* TEXT BLOCK
● ● ● ● ● ● ●
From: Sergey Bronnikov via Tarantool-patches <tarantool-patches@dev.tarantool.org>
To: Sergey Kaplun <skaplun@tarantool.org>,
Evgeniy Temirgaleev <e.temirgaleev@tarantool.org>
Cc: tarantool-patches@dev.tarantool.org
Subject: Re: [Tarantool-patches] [PATCH luajit 1/3] dbg: introduce lj-ir, lj-jslots, lj-trace dumpers
Date: Tue, 30 Jun 2026 17:45:02 +0300 [thread overview]
Message-ID: <74882449-a4cc-4602-a8b3-75bd5e9724eb@tarantool.org> (raw)
In-Reply-To: <20260625202903.3157425-2-skaplun@tarantool.org>
[-- Attachment #1: Type: text/plain, Size: 14398 bytes --]
Hi, Sergey,
thanks for the patch! LGTM with minor comments.
Sergey
On 6/25/26 23:29, Sergey Kaplun wrote:
> This patch adds dumpers for a single IR instruction (`lj-ir`), as well
> as for all bytecodes inside one trace (`lj-trace`). Its dump is quite
> similar to the -jdump flag but also reports types of register operands
> (`ref`, `lit`, `cst`) and operation mode (`N`, `A`, `W`, etc.).
● ● ● ● ● ● ●
* INFORMATION PROVIDED
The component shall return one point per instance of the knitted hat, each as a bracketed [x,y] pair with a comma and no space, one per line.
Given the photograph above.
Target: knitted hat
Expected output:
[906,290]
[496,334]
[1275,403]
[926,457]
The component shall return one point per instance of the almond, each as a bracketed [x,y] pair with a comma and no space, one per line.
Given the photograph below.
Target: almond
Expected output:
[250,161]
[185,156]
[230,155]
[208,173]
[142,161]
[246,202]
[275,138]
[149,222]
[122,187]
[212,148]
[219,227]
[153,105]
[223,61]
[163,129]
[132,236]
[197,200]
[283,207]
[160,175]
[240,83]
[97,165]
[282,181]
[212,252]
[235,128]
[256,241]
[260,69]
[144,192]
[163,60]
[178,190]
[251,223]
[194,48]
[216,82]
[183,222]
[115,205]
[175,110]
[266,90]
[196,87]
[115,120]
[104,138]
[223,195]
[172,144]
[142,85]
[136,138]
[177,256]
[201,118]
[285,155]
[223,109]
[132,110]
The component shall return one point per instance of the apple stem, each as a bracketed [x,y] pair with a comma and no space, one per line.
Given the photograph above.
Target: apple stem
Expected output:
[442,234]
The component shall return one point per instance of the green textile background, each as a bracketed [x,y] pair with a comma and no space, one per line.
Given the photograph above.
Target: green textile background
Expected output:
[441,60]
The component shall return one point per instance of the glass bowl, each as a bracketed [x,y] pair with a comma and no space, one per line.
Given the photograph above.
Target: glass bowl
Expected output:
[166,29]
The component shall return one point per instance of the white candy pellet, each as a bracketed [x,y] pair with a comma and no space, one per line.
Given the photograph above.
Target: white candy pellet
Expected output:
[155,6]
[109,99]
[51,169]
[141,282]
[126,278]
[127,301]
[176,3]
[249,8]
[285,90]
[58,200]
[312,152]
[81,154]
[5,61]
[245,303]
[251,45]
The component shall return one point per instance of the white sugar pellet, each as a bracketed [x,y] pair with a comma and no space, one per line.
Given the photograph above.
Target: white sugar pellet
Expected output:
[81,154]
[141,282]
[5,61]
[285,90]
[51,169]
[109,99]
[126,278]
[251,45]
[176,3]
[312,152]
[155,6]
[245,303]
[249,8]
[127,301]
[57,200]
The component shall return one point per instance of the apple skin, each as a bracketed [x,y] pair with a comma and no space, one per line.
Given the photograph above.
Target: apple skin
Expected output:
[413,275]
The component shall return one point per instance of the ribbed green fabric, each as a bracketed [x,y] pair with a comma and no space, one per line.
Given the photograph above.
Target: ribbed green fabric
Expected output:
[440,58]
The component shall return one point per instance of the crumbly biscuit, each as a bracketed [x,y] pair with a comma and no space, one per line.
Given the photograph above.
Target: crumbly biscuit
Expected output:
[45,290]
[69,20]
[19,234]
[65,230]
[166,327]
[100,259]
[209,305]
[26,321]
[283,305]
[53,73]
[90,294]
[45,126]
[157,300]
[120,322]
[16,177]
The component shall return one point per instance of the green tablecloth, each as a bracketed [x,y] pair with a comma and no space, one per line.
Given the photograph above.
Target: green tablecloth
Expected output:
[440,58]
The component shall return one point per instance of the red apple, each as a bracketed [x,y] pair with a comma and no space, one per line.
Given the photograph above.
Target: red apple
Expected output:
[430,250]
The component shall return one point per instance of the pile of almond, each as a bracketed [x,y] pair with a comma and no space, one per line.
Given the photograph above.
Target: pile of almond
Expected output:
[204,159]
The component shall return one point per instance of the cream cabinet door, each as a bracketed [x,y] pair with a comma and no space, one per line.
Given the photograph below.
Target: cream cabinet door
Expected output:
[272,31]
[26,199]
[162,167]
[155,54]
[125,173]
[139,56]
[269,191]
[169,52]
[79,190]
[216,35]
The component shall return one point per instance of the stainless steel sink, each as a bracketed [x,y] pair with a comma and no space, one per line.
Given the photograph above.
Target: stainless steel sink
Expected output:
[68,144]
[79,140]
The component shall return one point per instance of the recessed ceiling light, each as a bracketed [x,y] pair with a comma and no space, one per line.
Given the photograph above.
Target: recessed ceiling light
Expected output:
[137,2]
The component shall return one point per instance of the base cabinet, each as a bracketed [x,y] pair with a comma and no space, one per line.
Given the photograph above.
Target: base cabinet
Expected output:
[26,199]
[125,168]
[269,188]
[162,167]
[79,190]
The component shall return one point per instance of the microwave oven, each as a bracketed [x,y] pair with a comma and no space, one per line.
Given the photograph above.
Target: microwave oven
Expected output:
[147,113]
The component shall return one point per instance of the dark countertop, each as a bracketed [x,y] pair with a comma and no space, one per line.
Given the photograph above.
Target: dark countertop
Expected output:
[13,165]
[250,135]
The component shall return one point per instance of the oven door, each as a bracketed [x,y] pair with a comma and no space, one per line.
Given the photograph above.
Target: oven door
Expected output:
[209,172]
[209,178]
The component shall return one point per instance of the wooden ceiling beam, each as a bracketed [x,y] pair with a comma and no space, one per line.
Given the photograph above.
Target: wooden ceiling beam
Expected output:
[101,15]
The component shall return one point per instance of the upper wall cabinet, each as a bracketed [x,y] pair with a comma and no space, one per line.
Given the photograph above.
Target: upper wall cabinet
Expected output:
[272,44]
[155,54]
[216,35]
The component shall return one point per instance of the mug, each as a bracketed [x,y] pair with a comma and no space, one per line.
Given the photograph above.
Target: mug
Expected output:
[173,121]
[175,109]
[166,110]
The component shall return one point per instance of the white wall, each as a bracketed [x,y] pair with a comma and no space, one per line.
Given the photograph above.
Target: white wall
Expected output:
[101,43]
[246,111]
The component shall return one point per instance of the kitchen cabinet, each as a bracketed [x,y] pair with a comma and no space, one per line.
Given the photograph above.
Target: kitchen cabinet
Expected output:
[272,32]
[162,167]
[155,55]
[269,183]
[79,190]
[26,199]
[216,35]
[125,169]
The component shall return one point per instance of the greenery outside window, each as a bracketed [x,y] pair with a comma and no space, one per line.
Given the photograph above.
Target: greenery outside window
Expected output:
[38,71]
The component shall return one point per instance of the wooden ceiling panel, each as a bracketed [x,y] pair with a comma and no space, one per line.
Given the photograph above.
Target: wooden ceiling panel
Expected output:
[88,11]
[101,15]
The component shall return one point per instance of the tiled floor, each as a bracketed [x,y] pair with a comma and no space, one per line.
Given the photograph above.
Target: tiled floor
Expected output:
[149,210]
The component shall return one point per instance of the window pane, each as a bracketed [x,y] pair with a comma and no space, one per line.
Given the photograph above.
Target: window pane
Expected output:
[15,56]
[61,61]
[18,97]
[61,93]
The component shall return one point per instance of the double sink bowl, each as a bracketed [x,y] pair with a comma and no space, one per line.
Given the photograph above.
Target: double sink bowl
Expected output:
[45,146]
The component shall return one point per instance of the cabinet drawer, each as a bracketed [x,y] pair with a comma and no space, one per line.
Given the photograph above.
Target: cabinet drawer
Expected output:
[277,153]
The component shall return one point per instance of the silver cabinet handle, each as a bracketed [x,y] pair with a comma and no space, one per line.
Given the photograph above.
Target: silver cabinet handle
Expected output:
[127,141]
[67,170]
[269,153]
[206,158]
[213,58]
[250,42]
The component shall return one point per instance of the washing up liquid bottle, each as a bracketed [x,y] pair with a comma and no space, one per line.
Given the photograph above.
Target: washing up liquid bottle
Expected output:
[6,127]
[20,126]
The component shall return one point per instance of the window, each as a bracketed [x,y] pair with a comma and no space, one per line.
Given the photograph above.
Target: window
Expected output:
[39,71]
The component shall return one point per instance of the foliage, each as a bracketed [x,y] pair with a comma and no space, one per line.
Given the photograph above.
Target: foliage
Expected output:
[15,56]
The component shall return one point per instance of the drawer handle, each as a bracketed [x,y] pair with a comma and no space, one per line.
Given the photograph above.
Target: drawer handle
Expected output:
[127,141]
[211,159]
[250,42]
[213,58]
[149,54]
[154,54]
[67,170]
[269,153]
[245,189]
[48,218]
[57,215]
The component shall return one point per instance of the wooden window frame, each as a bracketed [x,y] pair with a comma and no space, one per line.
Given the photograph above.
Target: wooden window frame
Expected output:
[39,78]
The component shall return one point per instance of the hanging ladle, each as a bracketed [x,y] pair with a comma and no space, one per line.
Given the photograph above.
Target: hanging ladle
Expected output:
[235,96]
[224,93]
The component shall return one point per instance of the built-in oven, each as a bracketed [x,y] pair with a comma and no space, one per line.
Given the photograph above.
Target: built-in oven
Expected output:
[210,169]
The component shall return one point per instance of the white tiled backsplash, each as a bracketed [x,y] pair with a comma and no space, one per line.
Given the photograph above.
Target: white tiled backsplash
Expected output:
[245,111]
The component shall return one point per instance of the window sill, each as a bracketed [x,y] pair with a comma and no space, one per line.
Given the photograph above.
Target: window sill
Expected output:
● ● ● ● ● ● ●
* REQUIREMENTS
- A) Duplicate the patch review message from "In-Reply-To: <20260625202903.3157425-2-skaplun@tarantool.org>" up to and including "with minor comments.".
- B) Answer these questions using the patch review message:
(i) Which address appears on the Cc line?
(ii) What size does the attachment line give?
(iii) Which three types of register operands does the new dump report?
- C) Continue the patch review message about the LuaJIT trace dumpers, starting after its final line.
The entries are not needed for this work.

* EXPECTED OUTPUTS
- A)
In-Reply-To: <20260625202903.3157425-2-skaplun@tarantool.org>
[-- Attachment #1: Type: text/plain, Size: 14398 bytes --]
Hi, Sergey,
thanks for the patch! LGTM with minor comments.

- B)
(i) tarantool-patches@dev.tarantool.org
(ii) 14398 bytes
(iii) `ref`, `lit` and `cst`

- C)
> The `lj-trace` command accepts optional /rs flags to dump registers
> associated with IR and snapshots for the trace correspondingly.
> The `lj-ir` command can be used for dumping IR constants as well.
> The `lj-jslots` command dumps the content of `J->slot`. It is useful to
> simplify debugging of `rec_check_slots()` assertion failures.
>
> For LLDB value, the `__getitem__` metamethod now accepts bool keys.
> Also, `__index__` is set to allow lldb.value to be used as an index
> without explicit conversion to int. Old GDB versions (below 7.12) are
> not supported because of the gdb.Value lacks the `__index__` metamethod
> and can't be monkey-patched. The support for these versions may be added
> by demand.
>
> Part of tarantool/tarantool#4808
> ---
> src/luajit_dbg.py | 1216 ++++++++++++++++-
> .../debug-extension-tests.py | 365 +++++
> 2 files changed, 1570 insertions(+), 11 deletions(-)
>
> diff --git a/src/luajit_dbg.py b/src/luajit_dbg.py
> index 2edb199a..fd6ca8a5 100644
> --- a/src/luajit_dbg.py
> +++ b/src/luajit_dbg.py
> @@ -58,6 +58,26 @@ class Debugger(object):
> self.LLDB = True
> return super(Debugger, self).__new__(_LLDBDebugger)
>
> + def parse_flags(self, raw_flags, permitted_flags):
> + flags = {}
> + for flag in raw_flags:
> + if flag not in permitted_flags:
> + raise self.error('Unrecongnized option: "{}"'.format(flag))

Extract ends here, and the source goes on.